== Texto de leitura ==
Contudo, o art. 8º supracitado não é norma absoluta. Portanto, admite exceções. E elas dizem respeito aos produtos e serviços que contenham a chamada periculosidade ou nocividade inerente. São situações nos quais o uso ou fruição do bem de consumo implica de per si algum tipo de risco ao usuário. Por exemplo: utensílios de cozinha, como facas e garfos, que podem ocasionar cortes ou furações; palitos de fósforo, que podem causar queimaduras etc. Todos esses casos remetem a produtos cuja funcionalidade própria pressupõe o risco de acidentes, mas que, por serem normais e previsíveis, não impedem a sua circulação no mercado consumidor. A única exigência feita pelo CDC é que o fornecedor preste as informações necessárias e adequadas acerca dos riscos inerentes.

3 - Do não cabimento de indenização por danos provocados pelo uso de cigarro
O busílis jurídico sobre o cigarro surge nesse contexto. Afinal, a questão consiste em saber se se trata de um produto de periculosidade inerente ou, ao revés, que apresenta periculosidade exagerada - que é quando o produto ou serviço apresenta alto grau de nocividade, de modo que a periclitação da saúde e segurança do consumidor não é afastada nem mesmo com a prestação de informações adequadas e claras pelo fornecedor. O caput do art. 10 do CDC fundamentaria a proibição de disponibilizar o cigarro:  

Art. 10. O fornecedor não poderá colocar no mercado de consumo produto ou serviço que sabe ou deveria saber apresentar alto grau de nocividade ou periculosidade à saúde ou segurança.

== Material fornecido ==
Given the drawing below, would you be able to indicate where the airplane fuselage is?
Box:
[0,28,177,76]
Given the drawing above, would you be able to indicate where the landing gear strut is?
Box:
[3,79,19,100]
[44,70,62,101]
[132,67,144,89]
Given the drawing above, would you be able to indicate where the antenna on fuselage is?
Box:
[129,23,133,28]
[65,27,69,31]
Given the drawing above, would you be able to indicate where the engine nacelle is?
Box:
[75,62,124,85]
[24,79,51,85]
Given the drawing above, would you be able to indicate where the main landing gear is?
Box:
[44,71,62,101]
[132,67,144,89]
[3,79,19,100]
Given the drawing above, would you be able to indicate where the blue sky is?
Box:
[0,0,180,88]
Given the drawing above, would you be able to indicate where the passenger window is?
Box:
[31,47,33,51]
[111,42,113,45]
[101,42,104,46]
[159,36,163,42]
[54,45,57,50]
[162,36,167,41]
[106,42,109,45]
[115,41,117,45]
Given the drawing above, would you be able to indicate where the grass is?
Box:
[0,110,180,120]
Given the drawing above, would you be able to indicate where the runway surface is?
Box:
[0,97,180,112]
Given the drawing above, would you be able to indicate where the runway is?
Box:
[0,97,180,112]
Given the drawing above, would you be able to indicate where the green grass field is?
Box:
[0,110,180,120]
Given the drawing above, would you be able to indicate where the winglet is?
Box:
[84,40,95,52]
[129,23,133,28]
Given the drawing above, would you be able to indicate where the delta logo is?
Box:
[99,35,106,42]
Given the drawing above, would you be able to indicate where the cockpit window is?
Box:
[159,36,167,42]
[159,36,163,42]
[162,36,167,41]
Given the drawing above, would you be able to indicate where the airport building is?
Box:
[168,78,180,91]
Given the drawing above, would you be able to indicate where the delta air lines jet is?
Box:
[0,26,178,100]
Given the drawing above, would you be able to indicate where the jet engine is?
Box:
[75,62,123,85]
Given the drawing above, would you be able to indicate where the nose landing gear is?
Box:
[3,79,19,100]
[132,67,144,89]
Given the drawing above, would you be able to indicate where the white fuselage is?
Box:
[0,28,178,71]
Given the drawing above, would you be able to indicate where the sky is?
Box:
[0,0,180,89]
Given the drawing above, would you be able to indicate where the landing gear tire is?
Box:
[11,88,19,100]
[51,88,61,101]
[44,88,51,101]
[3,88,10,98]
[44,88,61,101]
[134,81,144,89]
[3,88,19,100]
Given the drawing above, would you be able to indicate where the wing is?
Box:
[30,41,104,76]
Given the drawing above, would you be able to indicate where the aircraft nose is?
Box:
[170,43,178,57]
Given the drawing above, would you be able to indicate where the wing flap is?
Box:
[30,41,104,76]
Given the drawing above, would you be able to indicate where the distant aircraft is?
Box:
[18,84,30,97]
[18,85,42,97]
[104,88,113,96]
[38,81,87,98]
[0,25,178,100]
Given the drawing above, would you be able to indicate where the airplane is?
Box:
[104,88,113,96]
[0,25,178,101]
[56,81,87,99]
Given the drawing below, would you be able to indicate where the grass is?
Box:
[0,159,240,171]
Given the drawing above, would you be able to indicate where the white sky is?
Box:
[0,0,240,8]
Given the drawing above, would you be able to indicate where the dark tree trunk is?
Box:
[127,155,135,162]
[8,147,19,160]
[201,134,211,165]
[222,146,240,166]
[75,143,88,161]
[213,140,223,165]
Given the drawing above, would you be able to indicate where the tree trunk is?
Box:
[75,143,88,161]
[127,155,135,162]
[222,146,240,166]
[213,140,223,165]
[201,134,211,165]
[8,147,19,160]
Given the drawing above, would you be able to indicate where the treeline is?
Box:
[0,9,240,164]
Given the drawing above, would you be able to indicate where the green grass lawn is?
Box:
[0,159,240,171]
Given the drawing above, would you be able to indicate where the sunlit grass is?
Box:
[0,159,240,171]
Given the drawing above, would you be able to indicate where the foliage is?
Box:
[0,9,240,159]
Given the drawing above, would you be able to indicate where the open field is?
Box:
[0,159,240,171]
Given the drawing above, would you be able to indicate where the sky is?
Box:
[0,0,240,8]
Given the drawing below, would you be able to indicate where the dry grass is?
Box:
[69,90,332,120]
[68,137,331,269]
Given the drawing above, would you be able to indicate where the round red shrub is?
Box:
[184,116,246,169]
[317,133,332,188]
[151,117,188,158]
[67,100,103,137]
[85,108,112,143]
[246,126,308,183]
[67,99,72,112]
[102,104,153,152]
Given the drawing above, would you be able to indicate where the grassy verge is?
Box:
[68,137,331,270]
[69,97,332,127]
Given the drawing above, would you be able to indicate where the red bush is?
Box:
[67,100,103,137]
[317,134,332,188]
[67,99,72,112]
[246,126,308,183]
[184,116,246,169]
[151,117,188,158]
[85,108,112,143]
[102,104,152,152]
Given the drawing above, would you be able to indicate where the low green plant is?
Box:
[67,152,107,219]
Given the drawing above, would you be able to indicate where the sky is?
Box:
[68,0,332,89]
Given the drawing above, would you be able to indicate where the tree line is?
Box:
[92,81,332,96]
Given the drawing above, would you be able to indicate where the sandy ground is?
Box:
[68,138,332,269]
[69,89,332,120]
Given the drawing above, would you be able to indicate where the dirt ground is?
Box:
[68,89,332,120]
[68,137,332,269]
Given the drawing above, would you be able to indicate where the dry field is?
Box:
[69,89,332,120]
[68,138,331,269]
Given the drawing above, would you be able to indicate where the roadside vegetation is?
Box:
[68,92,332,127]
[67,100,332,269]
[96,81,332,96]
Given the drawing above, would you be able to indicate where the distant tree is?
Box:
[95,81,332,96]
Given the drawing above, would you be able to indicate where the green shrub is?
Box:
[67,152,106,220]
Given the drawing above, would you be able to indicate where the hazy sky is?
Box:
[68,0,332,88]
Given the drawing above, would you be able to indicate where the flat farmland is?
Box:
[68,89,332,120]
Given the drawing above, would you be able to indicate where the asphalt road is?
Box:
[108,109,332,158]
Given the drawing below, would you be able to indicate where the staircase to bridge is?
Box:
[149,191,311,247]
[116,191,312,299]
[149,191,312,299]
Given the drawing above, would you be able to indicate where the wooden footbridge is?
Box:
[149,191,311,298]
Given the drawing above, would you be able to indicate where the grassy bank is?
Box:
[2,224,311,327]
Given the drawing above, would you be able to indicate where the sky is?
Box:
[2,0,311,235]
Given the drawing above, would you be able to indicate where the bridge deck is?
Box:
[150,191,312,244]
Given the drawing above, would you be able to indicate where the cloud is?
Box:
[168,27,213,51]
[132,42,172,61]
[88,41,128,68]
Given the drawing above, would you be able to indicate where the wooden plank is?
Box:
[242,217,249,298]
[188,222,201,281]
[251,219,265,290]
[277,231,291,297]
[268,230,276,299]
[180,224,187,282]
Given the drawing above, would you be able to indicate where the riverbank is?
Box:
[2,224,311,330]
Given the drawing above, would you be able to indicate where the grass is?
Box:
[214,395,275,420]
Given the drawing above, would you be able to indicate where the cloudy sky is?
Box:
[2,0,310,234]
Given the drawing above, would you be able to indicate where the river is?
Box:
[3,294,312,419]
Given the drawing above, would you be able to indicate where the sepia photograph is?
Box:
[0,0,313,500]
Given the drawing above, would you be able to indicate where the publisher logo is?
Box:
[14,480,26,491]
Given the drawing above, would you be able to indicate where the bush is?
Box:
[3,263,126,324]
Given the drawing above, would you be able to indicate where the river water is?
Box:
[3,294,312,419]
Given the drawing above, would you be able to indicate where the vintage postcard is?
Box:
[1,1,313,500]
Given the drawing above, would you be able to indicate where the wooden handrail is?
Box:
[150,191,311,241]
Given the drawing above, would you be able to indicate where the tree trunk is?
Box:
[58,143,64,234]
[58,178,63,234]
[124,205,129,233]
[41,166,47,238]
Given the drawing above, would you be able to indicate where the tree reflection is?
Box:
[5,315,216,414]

== Ordem de trabalho A ==
Indique se cada afirmação abaixo está de acordo com o texto sobre periculosidade de produtos. Responda sim ou não e cite entre aspas, sem alterações, as palavras do texto que decidem.
(i) O art. 8º admite exceções.
(ii) Os palitos de fósforo são dados como exemplo de produto que pode causar cortes.
(iii) A única exigência do CDC é que o fornecedor informe sobre os riscos inerentes.
== Ordem de trabalho B ==
Retome o texto sobre periculosidade de produtos a partir do ponto em que ele para e continue a redação.

== Sua resposta A ==
(i) Sim: "Contudo, o art. 8º supracitado não é norma absoluta. Portanto, admite exceções."
(ii) Não: "palitos de fósforo, que podem causar queimaduras etc."
(iii) Sim: "A única exigência feita pelo CDC é que o fornecedor preste as informações necessárias e adequadas acerca dos riscos inerentes."

== Sua resposta B ==
Acorde com esse raciocínio, ainda que as empresas informem ostensivamente o consumidor acerca dos riscos à saúde que o vício tabagístico pode acarretar no longo prazo (recorde-se das imagens de pessoas doentes nos maços), a periculosidade exagerada do cigarro impediria o afastamento da responsabilidade civil dos fabricantes pelos danos causados aos fumantes.  

Todavia, ao pesquisar a jurisprudência dos tribunais brasileiros a respeito do tema, constata-se a tendência majoritária em negar a procedência dos pedidos reparatórios de danos morais e materiais movidos pelos consumidores contra os representantes da indústria tabagista. Embora várias sejam as teses apresentadas, pode-se afirmar que o tirocínio pretoriano converge quase sempre para os seguintes argumentos:

     (a) o cigarro é um produto de periculosidade inerente;

     (b) não há nexo causal entre o consumo de cigarro e o dano à saúde do fumante;

     (c) o fabricante de cigarros exerce atividade lícita e cujo processo produtivo é até mesmo fiscalizado pelo Poder Público;

     (d) culpa exclusiva da vítima; e

     (e) o consumidor tem livre-arbítrio quanto à decisão de fumar.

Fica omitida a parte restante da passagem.